* Input material
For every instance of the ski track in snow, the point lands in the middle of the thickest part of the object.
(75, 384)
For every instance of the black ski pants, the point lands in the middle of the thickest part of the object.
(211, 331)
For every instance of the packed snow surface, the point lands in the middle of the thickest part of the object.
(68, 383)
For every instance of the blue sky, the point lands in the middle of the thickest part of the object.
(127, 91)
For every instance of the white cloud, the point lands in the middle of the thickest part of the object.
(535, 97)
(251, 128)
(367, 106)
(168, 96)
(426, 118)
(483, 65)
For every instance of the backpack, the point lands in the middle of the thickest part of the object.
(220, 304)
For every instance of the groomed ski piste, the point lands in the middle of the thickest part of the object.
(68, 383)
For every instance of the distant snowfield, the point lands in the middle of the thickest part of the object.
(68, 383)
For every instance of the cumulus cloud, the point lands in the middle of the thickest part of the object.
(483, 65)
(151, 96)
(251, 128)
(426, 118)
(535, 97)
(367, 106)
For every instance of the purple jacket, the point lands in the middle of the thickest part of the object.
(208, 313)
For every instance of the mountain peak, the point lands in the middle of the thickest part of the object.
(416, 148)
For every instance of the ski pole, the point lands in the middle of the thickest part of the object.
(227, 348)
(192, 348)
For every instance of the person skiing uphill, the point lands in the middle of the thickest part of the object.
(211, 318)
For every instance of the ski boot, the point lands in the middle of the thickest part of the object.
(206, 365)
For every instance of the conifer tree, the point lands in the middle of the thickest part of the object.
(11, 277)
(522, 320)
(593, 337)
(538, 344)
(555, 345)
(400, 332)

* Exercise objective
Convert the entries from the line containing "For every instance of the person" through the end of the entries into a two-column CSV with the headers instruction and points, one row per entry. Put the entry's text and its answer each in a single quoted field, turning any line breaks into spaces.

* Answer to this problem
instruction,points
"For every instance of the person skiing uphill, the point lands in the middle of the thickest part of the object.","(211, 318)"
"For every instance of the ski boot, the point lands in the middle of the thickest part of the object.","(206, 365)"
"For every instance of the conifer tree, the point lands in the middle of the thickest part of the object.","(11, 277) (522, 320) (593, 337) (538, 344) (555, 345) (400, 332)"